Objective A
According to the abstract, what method is used for the time discretization?

— START Source —

Time-dependent simplified spherical harmonics formulations for a nuclear reactor system  

Carreno, A. (Instituto Universitario de Seguridad Industrial, Radiofisica y Medioambiental, Universitat Politecnica de Valencia)
Vidal-Ferrandiz, A. (Instituto Universitario de Matematica Multidisciplinar, Universitat Politecnica de Valencia)
Ginestar, D. (Instituto Universitario de Matematica Multidisciplinar, Universitat Politecnica de Valencia)
Verdu, G. (Instituto Universitario de Seguridad Industrial, Radiofisica y Medioambiental, Universitat Politecnica de Valencia)
Publication Information
Nuclear Engineering and Technology / v.53, no.12, 2021 , pp. 3861-3878 More about this Journal
Abstract
The steady-state simplified spherical harmonics equations (SPN equations) are a higher order approximation to the neutron transport equations than the neutron diffusion equation that also have reasonable computational demands. This work extends these results for the analysis of transients by comparing of two formulations of time-dependent SPN equations considering different treatments for the time derivatives of the field moments. The first is the full system of equations and the second is a diffusive approximation of these equations that neglects the time derivatives of the odd moments. The spatial discretization of these methodologies is made by using a high order finite element method. For the time discretization, a semi-implicit Euler method is used. Numerical results show that the diffusive formulation for the time-dependent simplified spherical harmonics equations does not present a relevant loss of accuracy while being more computationally efficient than the full system.

— END Source —
— START Stored records —

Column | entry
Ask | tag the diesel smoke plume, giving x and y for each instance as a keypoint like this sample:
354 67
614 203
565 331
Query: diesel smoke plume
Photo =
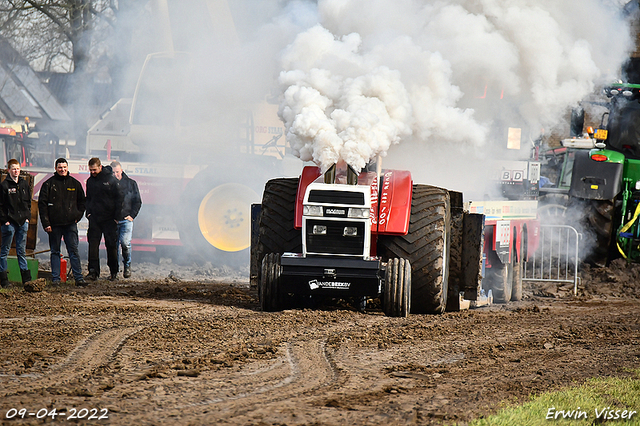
371 74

— END Stored records —

Objective B
Copy out all of the records line for line, word for word, but leave the pictures out.

Final result A
A semi-implicit Euler method.

Final result B
Column | entry
Ask | tag the diesel smoke plume, giving x and y for each instance as a keypoint like this sample:
354 67
614 203
565 331
Query: diesel smoke plume
Photo =
371 74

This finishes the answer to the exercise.